PROBLEM REQUIREMENTS
Each line containing the string "forest" should be copied out of the entries.

(Saved entries)
------

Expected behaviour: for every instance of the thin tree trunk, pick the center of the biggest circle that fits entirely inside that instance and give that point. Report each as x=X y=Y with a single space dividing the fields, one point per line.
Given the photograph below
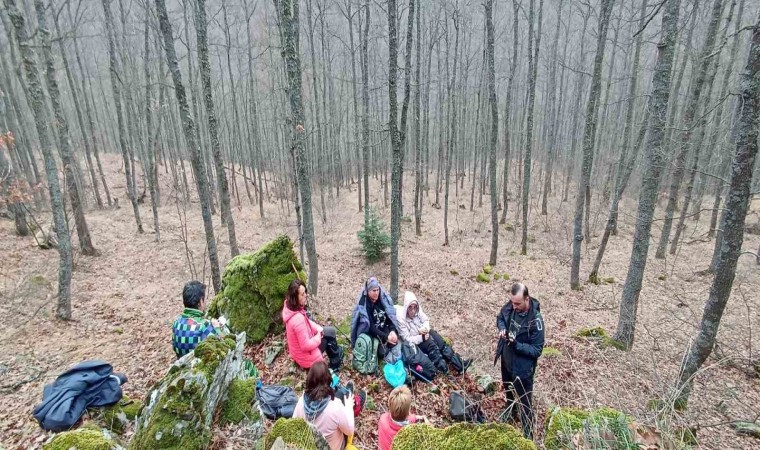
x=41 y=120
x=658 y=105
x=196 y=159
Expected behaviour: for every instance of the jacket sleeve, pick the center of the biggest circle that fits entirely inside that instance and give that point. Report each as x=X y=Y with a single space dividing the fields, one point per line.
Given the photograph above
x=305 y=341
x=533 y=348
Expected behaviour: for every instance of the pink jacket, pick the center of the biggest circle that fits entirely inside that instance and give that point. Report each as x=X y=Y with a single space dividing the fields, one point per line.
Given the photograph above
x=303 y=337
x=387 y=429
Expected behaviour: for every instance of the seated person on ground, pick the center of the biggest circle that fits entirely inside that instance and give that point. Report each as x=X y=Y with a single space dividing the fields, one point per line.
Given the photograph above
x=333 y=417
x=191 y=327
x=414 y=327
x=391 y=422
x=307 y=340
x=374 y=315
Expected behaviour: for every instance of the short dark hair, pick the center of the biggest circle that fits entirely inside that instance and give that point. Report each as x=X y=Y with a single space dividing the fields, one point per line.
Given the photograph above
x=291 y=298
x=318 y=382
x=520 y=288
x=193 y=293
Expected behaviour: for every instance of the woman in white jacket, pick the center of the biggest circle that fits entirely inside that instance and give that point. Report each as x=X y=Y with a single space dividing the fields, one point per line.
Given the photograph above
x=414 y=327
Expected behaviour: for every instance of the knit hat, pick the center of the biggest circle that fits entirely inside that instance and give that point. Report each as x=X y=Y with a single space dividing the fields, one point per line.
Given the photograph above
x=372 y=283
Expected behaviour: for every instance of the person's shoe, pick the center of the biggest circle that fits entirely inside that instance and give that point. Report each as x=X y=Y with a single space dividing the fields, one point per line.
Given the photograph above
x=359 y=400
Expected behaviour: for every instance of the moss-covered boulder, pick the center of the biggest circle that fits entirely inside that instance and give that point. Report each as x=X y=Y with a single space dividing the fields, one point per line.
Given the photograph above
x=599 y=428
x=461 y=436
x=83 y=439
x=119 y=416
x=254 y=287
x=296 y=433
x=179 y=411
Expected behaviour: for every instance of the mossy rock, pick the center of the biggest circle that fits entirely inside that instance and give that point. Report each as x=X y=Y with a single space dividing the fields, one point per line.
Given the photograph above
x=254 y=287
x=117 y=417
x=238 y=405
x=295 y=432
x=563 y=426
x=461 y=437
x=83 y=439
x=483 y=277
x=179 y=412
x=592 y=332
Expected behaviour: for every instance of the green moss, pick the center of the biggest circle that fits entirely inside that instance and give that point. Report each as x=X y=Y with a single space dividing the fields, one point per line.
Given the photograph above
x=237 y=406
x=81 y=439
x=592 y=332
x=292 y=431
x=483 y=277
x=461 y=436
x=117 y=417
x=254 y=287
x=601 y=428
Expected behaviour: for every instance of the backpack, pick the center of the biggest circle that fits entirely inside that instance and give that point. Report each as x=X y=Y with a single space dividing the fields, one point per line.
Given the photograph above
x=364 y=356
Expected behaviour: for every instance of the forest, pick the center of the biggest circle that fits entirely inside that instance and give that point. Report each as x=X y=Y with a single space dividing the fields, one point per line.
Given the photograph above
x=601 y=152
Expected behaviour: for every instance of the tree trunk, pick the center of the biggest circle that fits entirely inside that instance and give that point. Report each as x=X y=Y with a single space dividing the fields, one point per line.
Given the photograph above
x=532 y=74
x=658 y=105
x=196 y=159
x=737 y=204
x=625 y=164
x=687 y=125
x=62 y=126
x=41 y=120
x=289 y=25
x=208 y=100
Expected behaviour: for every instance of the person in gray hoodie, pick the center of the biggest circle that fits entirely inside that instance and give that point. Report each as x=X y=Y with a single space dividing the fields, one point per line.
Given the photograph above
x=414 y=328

------

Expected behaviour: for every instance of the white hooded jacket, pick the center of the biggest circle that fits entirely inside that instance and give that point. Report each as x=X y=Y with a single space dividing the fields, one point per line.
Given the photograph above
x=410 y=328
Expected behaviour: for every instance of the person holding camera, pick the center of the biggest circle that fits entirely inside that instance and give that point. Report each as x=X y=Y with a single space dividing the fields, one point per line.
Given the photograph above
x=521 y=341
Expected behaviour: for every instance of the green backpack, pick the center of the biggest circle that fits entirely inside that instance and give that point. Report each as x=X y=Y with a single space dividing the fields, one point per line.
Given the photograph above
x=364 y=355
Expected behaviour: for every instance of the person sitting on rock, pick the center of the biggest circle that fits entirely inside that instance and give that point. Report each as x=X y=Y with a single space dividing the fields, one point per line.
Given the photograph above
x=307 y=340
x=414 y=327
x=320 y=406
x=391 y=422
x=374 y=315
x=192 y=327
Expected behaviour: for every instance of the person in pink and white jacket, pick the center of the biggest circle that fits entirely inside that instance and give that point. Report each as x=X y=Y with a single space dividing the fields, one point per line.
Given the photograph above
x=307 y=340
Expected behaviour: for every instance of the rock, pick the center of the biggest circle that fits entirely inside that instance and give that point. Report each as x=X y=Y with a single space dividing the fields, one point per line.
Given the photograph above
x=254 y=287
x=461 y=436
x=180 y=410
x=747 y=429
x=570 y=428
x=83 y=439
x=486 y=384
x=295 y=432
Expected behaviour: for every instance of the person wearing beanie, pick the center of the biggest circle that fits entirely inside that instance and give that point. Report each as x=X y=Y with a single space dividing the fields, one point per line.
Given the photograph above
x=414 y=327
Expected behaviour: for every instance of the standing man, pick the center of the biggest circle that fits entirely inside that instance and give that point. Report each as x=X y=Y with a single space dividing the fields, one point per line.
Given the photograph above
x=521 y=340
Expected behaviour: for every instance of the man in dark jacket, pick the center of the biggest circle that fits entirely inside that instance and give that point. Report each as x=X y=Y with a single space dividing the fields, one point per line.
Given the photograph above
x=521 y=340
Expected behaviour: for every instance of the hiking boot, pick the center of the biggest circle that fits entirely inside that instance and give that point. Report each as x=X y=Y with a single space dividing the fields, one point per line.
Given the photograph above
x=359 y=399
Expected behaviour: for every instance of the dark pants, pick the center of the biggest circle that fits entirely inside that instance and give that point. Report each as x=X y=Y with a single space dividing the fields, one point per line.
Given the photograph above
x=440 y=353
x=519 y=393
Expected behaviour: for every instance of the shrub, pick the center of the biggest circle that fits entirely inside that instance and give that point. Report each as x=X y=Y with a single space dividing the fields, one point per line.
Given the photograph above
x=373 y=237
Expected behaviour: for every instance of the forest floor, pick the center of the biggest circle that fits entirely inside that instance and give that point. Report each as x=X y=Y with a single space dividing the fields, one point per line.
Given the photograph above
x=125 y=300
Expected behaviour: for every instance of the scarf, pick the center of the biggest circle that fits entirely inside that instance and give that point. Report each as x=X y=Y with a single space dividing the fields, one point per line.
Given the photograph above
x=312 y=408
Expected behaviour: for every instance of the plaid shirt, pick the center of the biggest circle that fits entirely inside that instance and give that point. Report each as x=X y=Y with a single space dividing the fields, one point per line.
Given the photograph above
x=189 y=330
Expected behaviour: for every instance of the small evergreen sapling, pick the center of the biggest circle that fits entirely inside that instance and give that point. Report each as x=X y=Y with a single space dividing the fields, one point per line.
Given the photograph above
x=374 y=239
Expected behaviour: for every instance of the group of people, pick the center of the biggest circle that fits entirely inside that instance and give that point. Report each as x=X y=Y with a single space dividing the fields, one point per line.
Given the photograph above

------

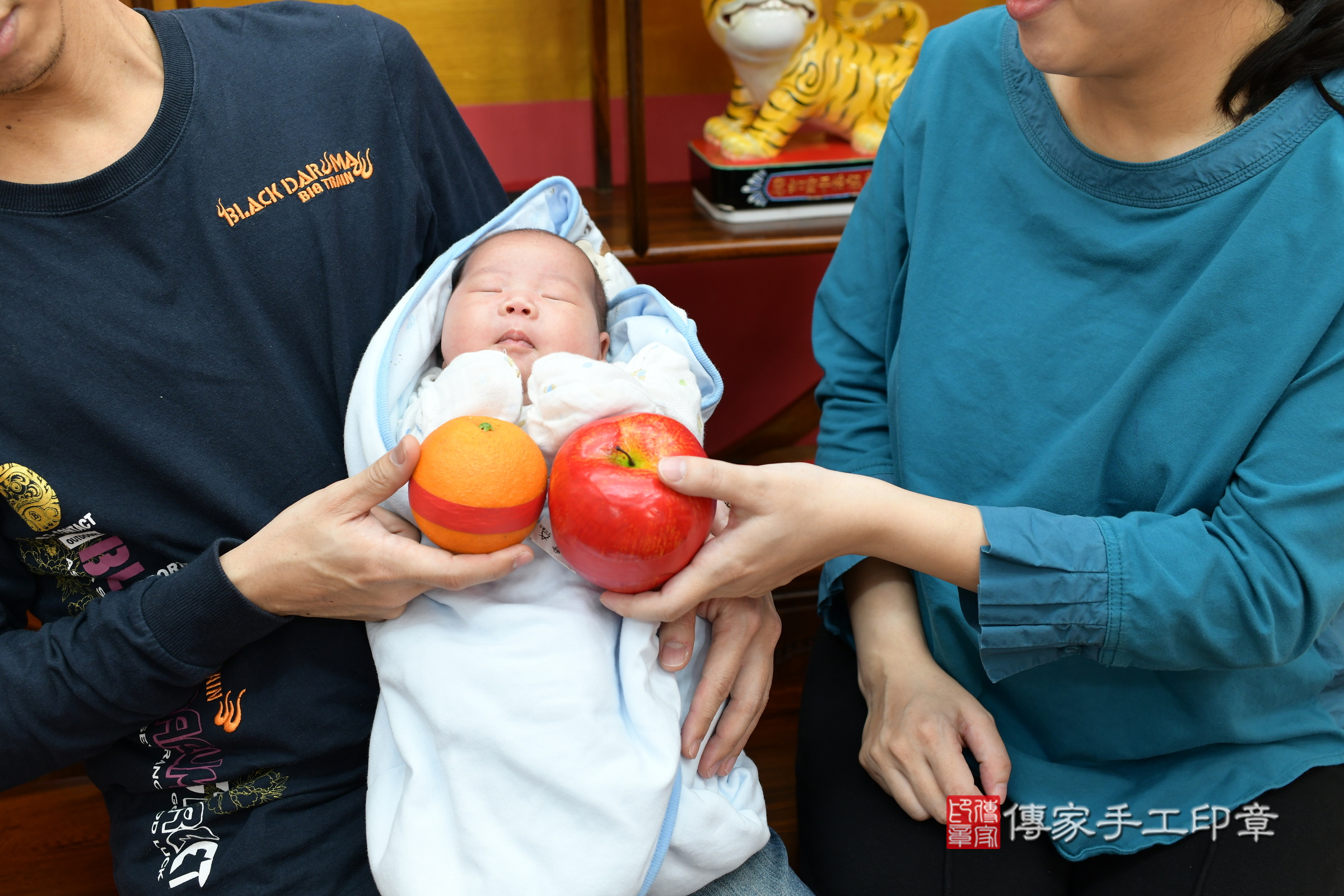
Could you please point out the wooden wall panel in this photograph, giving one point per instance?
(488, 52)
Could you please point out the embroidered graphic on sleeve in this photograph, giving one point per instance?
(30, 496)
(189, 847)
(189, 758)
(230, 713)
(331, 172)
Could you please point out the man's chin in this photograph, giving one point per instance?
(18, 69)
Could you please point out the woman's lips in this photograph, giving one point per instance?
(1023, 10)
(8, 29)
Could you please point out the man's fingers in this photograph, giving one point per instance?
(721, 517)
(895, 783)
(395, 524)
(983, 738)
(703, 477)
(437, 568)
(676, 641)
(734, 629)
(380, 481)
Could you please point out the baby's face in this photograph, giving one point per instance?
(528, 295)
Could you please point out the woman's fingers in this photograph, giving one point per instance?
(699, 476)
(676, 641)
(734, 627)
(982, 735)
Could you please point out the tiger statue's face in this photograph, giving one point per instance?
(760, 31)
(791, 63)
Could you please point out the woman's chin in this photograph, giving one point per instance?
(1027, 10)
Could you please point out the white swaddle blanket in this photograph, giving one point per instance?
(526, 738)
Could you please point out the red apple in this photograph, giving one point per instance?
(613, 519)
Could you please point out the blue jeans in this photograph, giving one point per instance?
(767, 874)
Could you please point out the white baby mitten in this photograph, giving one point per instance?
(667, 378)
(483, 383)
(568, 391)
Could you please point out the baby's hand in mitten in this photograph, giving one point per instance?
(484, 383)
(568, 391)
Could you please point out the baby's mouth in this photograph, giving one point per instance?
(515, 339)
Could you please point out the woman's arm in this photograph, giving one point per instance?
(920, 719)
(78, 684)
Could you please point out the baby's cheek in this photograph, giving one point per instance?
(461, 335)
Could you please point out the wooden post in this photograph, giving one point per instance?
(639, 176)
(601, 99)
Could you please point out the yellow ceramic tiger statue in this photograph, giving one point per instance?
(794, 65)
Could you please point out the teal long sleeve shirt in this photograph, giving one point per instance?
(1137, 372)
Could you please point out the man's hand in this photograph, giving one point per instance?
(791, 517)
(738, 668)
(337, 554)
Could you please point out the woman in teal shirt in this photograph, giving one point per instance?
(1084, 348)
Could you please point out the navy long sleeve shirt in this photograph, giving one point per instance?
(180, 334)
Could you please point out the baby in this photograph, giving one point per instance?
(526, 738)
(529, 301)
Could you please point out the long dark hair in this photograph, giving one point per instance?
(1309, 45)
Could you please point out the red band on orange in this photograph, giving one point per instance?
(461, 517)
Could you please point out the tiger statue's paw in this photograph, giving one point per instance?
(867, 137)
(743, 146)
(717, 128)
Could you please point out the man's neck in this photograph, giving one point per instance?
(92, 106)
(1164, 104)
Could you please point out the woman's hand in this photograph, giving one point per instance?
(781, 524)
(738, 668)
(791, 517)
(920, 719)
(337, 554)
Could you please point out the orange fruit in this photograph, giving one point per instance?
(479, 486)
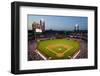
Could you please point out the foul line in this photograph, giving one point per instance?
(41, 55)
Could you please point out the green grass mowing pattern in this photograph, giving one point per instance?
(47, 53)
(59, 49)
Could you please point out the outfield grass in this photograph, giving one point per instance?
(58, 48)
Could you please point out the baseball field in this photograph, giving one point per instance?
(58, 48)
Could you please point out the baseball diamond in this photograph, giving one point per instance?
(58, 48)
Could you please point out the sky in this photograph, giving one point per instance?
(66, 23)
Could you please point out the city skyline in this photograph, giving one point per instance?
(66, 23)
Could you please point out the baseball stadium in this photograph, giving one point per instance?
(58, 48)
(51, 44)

------

SOLUTION FOR THIS TASK
Expected behaviour: for every instance of the forest, pick the center of the biggest circle that fits entirely inside that instance and give that point. Report each as x=X y=Y with a single space dividing the fields, one point per line.
Expected behaviour: for every instance of the forest floor, pick the center of the biggest circle that fits entirely inside that instance and give that point. Report each as x=X y=Y with a single space dividing the fields, one point per line.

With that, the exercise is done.